§ EXERCISES TO COMPLETE
[A] In the mountaintop removal excerpt, what film did the writer go to see last night?
[B] Reproduce the passage of the mountaintop removal excerpt starting with "The most barbaric" and going on through "one’s only religion.".
[C] Render this sentence from the mountaintop removal excerpt in Spanish: "Excellent films are screening this year, especially in the twin veins of activism and environmentalism."

§ SELECTED EXTRACT
BLAST OFF: Mountaintop removal destroys the landscape throughout Appalachia, like in this shot from Kentucky. (Photo: iLoveMountains.org/Flickr)

The most barbaric approach [to coal extraction], mountaintop removal, can only be described as blasphemous, whether or not nature is one’s only religion.
— Dr. James Hansen, "Storms for my Grandchildren"
 
After living in Salt Lake City most of my life, I decided I should bite the bullet this year and see some of Sundance. If you're not familiar, Sundance is a Utah-based film festival with national and even global notoriety. Every winter the streets of Park City and Salt Lake City are briefly packed with throngs of random out-of-towners, thrilled locals and scattered directors and celebrities. Excellent films are screening this year, especially in the twin veins of activism and environmentalism. Last night, I snuck out of work early and went to see "The Last Mountain."

§ DATASET EXCERPT
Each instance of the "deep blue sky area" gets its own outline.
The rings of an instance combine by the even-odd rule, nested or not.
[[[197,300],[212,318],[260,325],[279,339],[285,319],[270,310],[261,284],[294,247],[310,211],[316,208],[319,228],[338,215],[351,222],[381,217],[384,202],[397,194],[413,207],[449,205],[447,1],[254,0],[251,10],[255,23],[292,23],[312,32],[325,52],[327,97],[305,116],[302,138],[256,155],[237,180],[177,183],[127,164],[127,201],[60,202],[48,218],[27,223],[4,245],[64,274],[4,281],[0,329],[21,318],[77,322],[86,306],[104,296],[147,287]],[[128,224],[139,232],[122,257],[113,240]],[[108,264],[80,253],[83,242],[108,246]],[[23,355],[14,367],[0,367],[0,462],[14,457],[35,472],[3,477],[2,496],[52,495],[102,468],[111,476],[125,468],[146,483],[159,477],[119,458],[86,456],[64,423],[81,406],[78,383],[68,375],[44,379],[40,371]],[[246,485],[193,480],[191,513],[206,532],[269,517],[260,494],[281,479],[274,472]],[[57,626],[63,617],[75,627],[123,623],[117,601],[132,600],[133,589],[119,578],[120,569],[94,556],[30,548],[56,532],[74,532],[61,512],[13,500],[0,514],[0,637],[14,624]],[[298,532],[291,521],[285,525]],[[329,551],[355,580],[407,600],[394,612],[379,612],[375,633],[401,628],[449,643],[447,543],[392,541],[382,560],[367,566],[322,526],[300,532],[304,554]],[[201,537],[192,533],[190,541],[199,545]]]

§ RESULTS OF THE TASKS
[A] "The Last Mountain."

[B]
The most barbaric approach [to coal extraction], mountaintop removal, can only be described as blasphemous, whether or not nature is one’s only religion.

[C] Este año se proyectan películas excelentes, sobre todo en las vertientes gemelas del activismo y el ecologismo.